**YOUR TASK**
Copy every one of the records below word for word, changing nothing.

------------------------------------------------

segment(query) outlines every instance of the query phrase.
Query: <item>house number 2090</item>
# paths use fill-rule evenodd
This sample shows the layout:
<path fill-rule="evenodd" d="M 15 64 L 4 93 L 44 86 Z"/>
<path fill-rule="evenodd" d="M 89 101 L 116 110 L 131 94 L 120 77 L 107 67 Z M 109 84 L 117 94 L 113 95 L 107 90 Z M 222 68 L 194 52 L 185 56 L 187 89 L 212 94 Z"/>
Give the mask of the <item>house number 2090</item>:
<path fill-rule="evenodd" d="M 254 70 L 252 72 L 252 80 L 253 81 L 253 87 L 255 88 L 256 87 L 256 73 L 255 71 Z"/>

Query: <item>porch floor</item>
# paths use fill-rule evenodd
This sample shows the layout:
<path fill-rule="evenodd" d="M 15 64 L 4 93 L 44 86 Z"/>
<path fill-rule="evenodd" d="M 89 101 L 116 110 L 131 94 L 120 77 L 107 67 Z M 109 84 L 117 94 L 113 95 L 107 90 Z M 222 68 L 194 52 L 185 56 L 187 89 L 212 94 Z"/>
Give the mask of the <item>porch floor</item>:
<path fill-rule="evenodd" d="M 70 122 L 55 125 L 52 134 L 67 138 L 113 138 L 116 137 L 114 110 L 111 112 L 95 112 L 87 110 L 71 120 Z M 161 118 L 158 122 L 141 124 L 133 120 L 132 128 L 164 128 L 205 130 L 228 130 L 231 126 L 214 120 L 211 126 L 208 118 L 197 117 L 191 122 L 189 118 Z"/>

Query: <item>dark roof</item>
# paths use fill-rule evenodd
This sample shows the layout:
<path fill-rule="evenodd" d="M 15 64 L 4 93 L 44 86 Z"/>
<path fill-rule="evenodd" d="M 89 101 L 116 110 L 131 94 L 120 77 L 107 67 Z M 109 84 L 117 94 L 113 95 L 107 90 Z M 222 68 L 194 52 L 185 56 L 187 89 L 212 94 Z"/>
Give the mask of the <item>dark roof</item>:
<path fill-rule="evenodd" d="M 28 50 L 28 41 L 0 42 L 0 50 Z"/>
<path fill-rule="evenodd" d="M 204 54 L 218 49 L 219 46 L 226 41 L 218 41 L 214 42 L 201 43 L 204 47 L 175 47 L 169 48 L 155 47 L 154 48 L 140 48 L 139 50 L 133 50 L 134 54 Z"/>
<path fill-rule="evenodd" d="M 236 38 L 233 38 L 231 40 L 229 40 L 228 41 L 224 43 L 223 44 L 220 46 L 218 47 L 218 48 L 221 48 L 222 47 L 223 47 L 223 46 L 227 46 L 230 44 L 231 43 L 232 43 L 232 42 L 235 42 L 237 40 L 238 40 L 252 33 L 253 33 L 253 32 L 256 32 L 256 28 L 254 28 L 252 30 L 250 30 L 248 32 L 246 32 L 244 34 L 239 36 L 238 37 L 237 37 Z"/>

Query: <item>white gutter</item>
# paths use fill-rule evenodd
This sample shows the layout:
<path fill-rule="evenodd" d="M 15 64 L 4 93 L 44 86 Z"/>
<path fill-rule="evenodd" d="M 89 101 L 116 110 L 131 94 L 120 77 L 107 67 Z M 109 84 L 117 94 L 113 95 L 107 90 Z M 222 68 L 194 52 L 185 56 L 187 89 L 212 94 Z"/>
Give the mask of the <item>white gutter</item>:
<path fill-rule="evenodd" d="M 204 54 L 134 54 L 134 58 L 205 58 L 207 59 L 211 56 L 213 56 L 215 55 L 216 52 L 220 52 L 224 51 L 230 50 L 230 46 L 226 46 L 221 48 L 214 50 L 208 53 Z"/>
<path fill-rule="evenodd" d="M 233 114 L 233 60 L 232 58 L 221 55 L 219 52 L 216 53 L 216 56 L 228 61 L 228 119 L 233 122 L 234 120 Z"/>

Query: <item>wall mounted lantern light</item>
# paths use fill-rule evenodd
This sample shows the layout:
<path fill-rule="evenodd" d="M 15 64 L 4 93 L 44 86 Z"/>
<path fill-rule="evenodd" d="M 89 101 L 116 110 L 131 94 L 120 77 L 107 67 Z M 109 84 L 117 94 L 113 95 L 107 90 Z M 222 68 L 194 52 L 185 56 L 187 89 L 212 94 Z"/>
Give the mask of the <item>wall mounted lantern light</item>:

------------------------------------------------

**FINISHED TASK**
segment(query) outlines every instance of the query phrase.
Query: <item>house number 2090</item>
# paths use fill-rule evenodd
This sample shows the layout:
<path fill-rule="evenodd" d="M 15 64 L 4 93 L 44 86 Z"/>
<path fill-rule="evenodd" d="M 89 101 L 116 110 L 131 94 L 120 77 L 107 67 Z M 109 84 L 117 94 L 113 95 L 107 90 Z M 222 68 L 194 52 L 185 56 L 187 89 L 212 94 Z"/>
Give the mask of the <item>house number 2090</item>:
<path fill-rule="evenodd" d="M 254 70 L 252 72 L 252 80 L 253 81 L 253 87 L 255 88 L 256 87 L 256 73 L 255 71 Z"/>

Query: <item>porch floor</item>
# paths use fill-rule evenodd
This sample shows the layout:
<path fill-rule="evenodd" d="M 15 64 L 4 93 L 44 86 Z"/>
<path fill-rule="evenodd" d="M 89 101 L 116 110 L 131 94 L 120 77 L 107 67 Z M 109 84 L 117 94 L 113 95 L 107 90 Z M 222 68 L 194 52 L 185 56 L 187 89 L 212 94 Z"/>
Give the mask of the <item>porch floor</item>:
<path fill-rule="evenodd" d="M 70 122 L 55 125 L 52 134 L 67 138 L 113 138 L 116 137 L 114 110 L 111 112 L 95 112 L 87 110 L 71 120 Z M 161 118 L 158 122 L 141 124 L 133 120 L 132 128 L 164 128 L 205 130 L 228 130 L 231 126 L 214 120 L 211 126 L 208 118 L 197 117 L 191 122 L 189 118 Z"/>

Query: <item>dark roof</item>
# paths use fill-rule evenodd
This sample shows the layout:
<path fill-rule="evenodd" d="M 15 64 L 4 93 L 44 86 Z"/>
<path fill-rule="evenodd" d="M 89 101 L 116 110 L 131 94 L 120 77 L 107 67 Z M 109 84 L 117 94 L 113 95 L 107 90 Z M 222 68 L 194 52 L 185 56 L 187 89 L 212 94 Z"/>
Give the mask of the <item>dark roof</item>:
<path fill-rule="evenodd" d="M 28 50 L 28 41 L 0 42 L 0 50 Z"/>
<path fill-rule="evenodd" d="M 204 54 L 218 49 L 219 46 L 226 41 L 218 41 L 214 42 L 201 43 L 204 47 L 175 47 L 169 48 L 155 47 L 154 48 L 140 48 L 139 50 L 133 50 L 134 54 Z"/>
<path fill-rule="evenodd" d="M 236 38 L 233 38 L 231 40 L 229 40 L 228 41 L 224 43 L 223 44 L 220 46 L 218 47 L 218 48 L 221 48 L 222 47 L 223 47 L 223 46 L 227 46 L 230 44 L 231 43 L 232 43 L 232 42 L 235 42 L 237 40 L 238 40 L 252 33 L 253 33 L 253 32 L 256 32 L 256 28 L 254 28 L 252 30 L 250 30 L 248 32 L 246 32 L 244 34 L 239 36 L 238 37 L 237 37 Z"/>

Query: <item>white gutter</item>
# paths use fill-rule evenodd
This sample shows the layout:
<path fill-rule="evenodd" d="M 15 64 L 4 93 L 44 86 Z"/>
<path fill-rule="evenodd" d="M 89 101 L 116 110 L 131 94 L 120 77 L 107 67 Z M 109 84 L 117 94 L 113 95 L 107 90 Z M 222 68 L 194 52 L 185 56 L 187 89 L 212 94 Z"/>
Give the mask of the <item>white gutter</item>:
<path fill-rule="evenodd" d="M 204 54 L 134 54 L 134 58 L 205 58 L 207 59 L 211 56 L 213 56 L 215 55 L 216 52 L 220 52 L 224 51 L 230 50 L 230 46 L 226 46 L 221 48 L 214 50 L 208 53 Z"/>
<path fill-rule="evenodd" d="M 233 114 L 233 60 L 232 58 L 221 55 L 219 52 L 216 53 L 216 56 L 228 61 L 228 119 L 233 122 L 234 120 Z"/>

Query: <item>wall mounted lantern light</item>
# paths use fill-rule evenodd
This sample shows the layout:
<path fill-rule="evenodd" d="M 15 64 L 4 93 L 44 86 Z"/>
<path fill-rule="evenodd" d="M 89 101 L 116 110 L 131 94 L 120 77 L 107 67 Z M 109 84 L 117 94 L 113 95 L 107 90 Z M 222 68 L 194 52 L 185 56 L 187 89 L 212 94 Z"/>
Give the mask of the <item>wall mounted lantern light</item>:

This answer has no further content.